• **Directions**: Retype every line of the listing below without changing anything.
*** Dataset excerpts ***
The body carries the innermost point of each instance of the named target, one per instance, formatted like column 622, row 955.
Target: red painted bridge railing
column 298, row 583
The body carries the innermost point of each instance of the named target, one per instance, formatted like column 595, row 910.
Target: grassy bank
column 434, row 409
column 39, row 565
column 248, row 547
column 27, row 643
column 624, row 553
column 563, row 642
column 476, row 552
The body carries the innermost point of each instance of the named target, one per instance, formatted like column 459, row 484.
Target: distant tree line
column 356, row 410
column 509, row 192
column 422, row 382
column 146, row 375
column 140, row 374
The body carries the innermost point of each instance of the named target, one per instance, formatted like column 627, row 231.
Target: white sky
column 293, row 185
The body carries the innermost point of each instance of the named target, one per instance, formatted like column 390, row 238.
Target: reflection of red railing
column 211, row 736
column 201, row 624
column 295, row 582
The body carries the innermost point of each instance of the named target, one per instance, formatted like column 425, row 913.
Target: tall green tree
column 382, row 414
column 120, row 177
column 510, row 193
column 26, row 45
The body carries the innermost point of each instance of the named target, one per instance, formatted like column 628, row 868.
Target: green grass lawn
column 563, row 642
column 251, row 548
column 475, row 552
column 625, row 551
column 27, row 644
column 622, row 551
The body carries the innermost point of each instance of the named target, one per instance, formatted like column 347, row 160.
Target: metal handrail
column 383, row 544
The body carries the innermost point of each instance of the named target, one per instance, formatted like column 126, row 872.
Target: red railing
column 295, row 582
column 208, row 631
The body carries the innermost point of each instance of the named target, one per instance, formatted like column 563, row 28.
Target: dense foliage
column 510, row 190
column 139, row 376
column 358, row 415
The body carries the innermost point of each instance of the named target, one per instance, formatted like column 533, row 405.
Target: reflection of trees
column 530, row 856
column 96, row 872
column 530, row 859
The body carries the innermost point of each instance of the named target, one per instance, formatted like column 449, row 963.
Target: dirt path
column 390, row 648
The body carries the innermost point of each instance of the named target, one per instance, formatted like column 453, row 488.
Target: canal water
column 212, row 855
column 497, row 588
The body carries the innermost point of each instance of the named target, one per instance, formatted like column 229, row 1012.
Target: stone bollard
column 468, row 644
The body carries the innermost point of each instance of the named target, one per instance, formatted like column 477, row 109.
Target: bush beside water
***
• **Correct output**:
The body carries the innermost point of each instance of the named target, one per instance, formatted like column 622, row 955.
Target: red painted bridge railing
column 298, row 583
The body carries the innermost point of each instance of the named target, one per instance, formatted like column 595, row 910.
Target: grassy bank
column 434, row 409
column 39, row 565
column 248, row 547
column 27, row 643
column 624, row 553
column 563, row 642
column 476, row 552
The body carries the innermost point of each instance of the named target, one per instance, formatted like column 459, row 484.
Target: distant tree line
column 356, row 410
column 509, row 192
column 422, row 382
column 146, row 375
column 140, row 374
The body carries the innermost point of each instance of the named target, one per instance, formatted like column 627, row 231.
Target: white sky
column 293, row 185
The body carries the innermost point of each instance of the named target, one per instance, formatted like column 390, row 238.
Target: reflection of red railing
column 211, row 736
column 201, row 624
column 295, row 582
The body carries the innermost point of each instance of the named target, one per instance, formatted like column 425, row 913.
Target: tall green tree
column 382, row 414
column 120, row 177
column 510, row 193
column 26, row 45
The body carries the innermost point of each instance of the named target, one per instance, formatted like column 628, row 868.
Target: green grass lawn
column 563, row 642
column 251, row 548
column 475, row 552
column 625, row 551
column 27, row 644
column 622, row 551
The body carries the innermost point of each instance of the named target, one per instance, formatted like column 347, row 160.
Target: metal handrail
column 383, row 544
The body carries the innermost point of each instance of the named target, one per instance, formatted like column 126, row 872.
Target: red railing
column 295, row 582
column 208, row 631
The body carries the innermost point of each instance of the named target, one per instance, formatted like column 563, row 28.
Target: dense foliage
column 510, row 190
column 139, row 376
column 358, row 415
The body carries the innermost point of each instance of the named target, one per instance, formatted like column 533, row 405.
Target: reflection of trees
column 530, row 856
column 96, row 872
column 530, row 859
The body carries the innermost point of each instance of the named target, one per instance, formatted like column 449, row 963.
Target: dirt path
column 390, row 648
The body carries the innermost point of each instance of the named target, one per instance, formatted like column 453, row 488.
Target: canal water
column 212, row 855
column 497, row 588
The body carries the innermost point of each instance of the named target, one per instance, formatted like column 229, row 1012.
Target: stone bollard
column 468, row 644
The body carries the innermost point of each instance of the named target, one per instance, formatted like column 477, row 109.
Target: bush beside water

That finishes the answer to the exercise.